Source records
↓↓↓
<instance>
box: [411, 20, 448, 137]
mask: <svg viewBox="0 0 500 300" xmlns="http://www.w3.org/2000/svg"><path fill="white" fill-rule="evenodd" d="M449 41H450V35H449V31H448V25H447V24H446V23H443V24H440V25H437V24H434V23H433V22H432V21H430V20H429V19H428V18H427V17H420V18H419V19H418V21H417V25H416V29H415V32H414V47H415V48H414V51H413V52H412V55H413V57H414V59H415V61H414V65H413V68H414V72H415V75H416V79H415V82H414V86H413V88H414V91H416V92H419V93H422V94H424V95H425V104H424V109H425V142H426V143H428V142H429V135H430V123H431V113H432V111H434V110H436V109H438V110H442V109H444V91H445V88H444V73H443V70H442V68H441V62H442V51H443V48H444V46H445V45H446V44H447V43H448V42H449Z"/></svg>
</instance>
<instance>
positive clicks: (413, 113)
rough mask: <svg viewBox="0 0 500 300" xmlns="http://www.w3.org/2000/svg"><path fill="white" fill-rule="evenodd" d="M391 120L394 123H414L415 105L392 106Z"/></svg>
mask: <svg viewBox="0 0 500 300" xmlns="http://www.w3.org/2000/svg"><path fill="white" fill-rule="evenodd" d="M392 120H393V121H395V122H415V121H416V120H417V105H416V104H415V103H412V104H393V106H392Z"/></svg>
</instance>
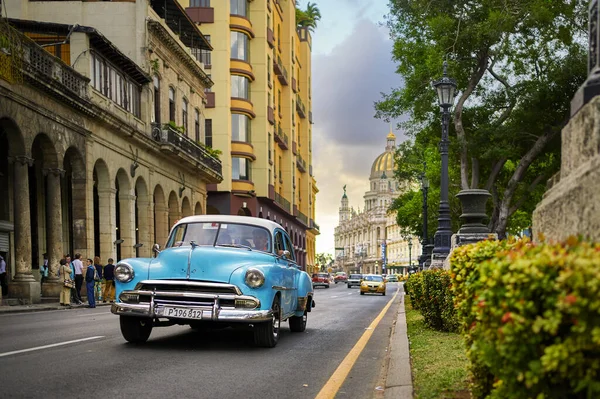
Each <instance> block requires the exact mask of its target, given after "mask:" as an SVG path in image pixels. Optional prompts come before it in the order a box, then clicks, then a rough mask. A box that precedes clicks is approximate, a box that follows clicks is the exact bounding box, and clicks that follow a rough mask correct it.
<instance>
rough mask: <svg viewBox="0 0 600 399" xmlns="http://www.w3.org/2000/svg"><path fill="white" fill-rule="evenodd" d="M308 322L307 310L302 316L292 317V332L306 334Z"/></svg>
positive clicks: (307, 312)
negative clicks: (307, 322) (300, 332)
mask: <svg viewBox="0 0 600 399" xmlns="http://www.w3.org/2000/svg"><path fill="white" fill-rule="evenodd" d="M307 320H308V312H307V311H306V310H305V311H304V314H303V315H302V316H292V317H290V331H291V332H304V330H306V321H307Z"/></svg>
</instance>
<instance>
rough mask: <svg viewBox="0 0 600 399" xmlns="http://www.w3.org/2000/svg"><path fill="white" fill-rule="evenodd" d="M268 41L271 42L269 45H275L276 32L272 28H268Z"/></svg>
mask: <svg viewBox="0 0 600 399" xmlns="http://www.w3.org/2000/svg"><path fill="white" fill-rule="evenodd" d="M267 43H269V47H271V48H273V47H275V33H273V30H271V28H267Z"/></svg>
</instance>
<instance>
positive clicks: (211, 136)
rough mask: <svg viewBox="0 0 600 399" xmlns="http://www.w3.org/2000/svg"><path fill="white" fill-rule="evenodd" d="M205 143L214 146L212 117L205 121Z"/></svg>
mask: <svg viewBox="0 0 600 399" xmlns="http://www.w3.org/2000/svg"><path fill="white" fill-rule="evenodd" d="M204 135H205V137H204V140H205V141H204V144H206V146H207V147H212V119H206V120H205V121H204Z"/></svg>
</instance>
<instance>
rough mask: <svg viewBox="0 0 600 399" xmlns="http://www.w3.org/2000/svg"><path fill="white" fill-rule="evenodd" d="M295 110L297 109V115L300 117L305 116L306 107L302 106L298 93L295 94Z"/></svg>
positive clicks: (303, 104) (302, 118)
mask: <svg viewBox="0 0 600 399" xmlns="http://www.w3.org/2000/svg"><path fill="white" fill-rule="evenodd" d="M296 111H298V115H300V118H302V119H304V118H306V108H305V107H304V103H303V102H302V99H301V98H300V94H298V95H296Z"/></svg>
↑↑↑
With the images excluded, reproduce the data above precisely as written.

YOUR SOLUTION:
<instance>
box: [411, 20, 448, 137]
mask: <svg viewBox="0 0 500 300" xmlns="http://www.w3.org/2000/svg"><path fill="white" fill-rule="evenodd" d="M449 41H450V35H449V31H448V25H447V24H446V23H443V24H440V25H437V24H434V23H433V22H432V21H430V20H429V19H428V18H427V17H420V18H419V19H418V21H417V25H416V29H415V32H414V47H415V48H414V51H413V52H412V55H413V57H414V59H415V61H414V65H413V68H414V72H415V75H416V79H415V82H414V86H413V88H414V91H416V92H419V93H422V94H424V95H425V104H424V109H425V142H426V143H428V142H429V135H430V123H431V113H432V111H434V110H436V109H438V110H442V109H444V91H445V88H444V73H443V70H442V68H441V62H442V51H443V48H444V46H445V45H446V44H447V43H448V42H449Z"/></svg>
</instance>
<instance>
positive clicks: (413, 113)
rough mask: <svg viewBox="0 0 500 300" xmlns="http://www.w3.org/2000/svg"><path fill="white" fill-rule="evenodd" d="M391 120L394 123H414L415 105L392 106Z"/></svg>
mask: <svg viewBox="0 0 500 300" xmlns="http://www.w3.org/2000/svg"><path fill="white" fill-rule="evenodd" d="M392 120H393V121H395V122H415V121H416V120H417V105H416V104H415V103H412V104H393V106H392Z"/></svg>
</instance>
Each <instance> block requires the exact mask of its target, given after "mask:" as an SVG path in image pixels. Optional prompts come before it in the order a box, then clicks, then a rough mask. A box that precedes clicks is approximate, a box that follows clicks is the exact bounding box, and clicks that follow a rough mask correct it.
<instance>
rough mask: <svg viewBox="0 0 600 399" xmlns="http://www.w3.org/2000/svg"><path fill="white" fill-rule="evenodd" d="M308 322L307 310L302 316L292 317V332L306 334Z"/></svg>
positive clicks: (307, 312)
negative clicks: (307, 322) (300, 332)
mask: <svg viewBox="0 0 600 399" xmlns="http://www.w3.org/2000/svg"><path fill="white" fill-rule="evenodd" d="M307 320H308V312H307V311H306V310H305V311H304V314H303V315H302V316H292V317H290V331H291V332H304V330H306V321H307Z"/></svg>
</instance>
<instance>
rough mask: <svg viewBox="0 0 600 399" xmlns="http://www.w3.org/2000/svg"><path fill="white" fill-rule="evenodd" d="M268 41L271 42L269 45H275L276 32L272 28H268Z"/></svg>
mask: <svg viewBox="0 0 600 399" xmlns="http://www.w3.org/2000/svg"><path fill="white" fill-rule="evenodd" d="M267 43H269V47H271V48H273V47H275V33H273V30H271V28H267Z"/></svg>
</instance>
<instance>
positive clicks: (211, 136)
rough mask: <svg viewBox="0 0 600 399" xmlns="http://www.w3.org/2000/svg"><path fill="white" fill-rule="evenodd" d="M205 143L214 146L212 117L205 121Z"/></svg>
mask: <svg viewBox="0 0 600 399" xmlns="http://www.w3.org/2000/svg"><path fill="white" fill-rule="evenodd" d="M204 135H205V137H204V140H205V141H204V144H206V146H207V147H212V119H206V120H205V121H204Z"/></svg>
</instance>
<instance>
rough mask: <svg viewBox="0 0 600 399" xmlns="http://www.w3.org/2000/svg"><path fill="white" fill-rule="evenodd" d="M295 110L297 109V115L300 117L305 116L306 107L302 106L298 93L295 94Z"/></svg>
positive clicks: (303, 104) (302, 118)
mask: <svg viewBox="0 0 600 399" xmlns="http://www.w3.org/2000/svg"><path fill="white" fill-rule="evenodd" d="M296 111H298V115H300V118H302V119H304V118H306V108H305V107H304V103H303V102H302V99H301V98H300V94H298V95H296Z"/></svg>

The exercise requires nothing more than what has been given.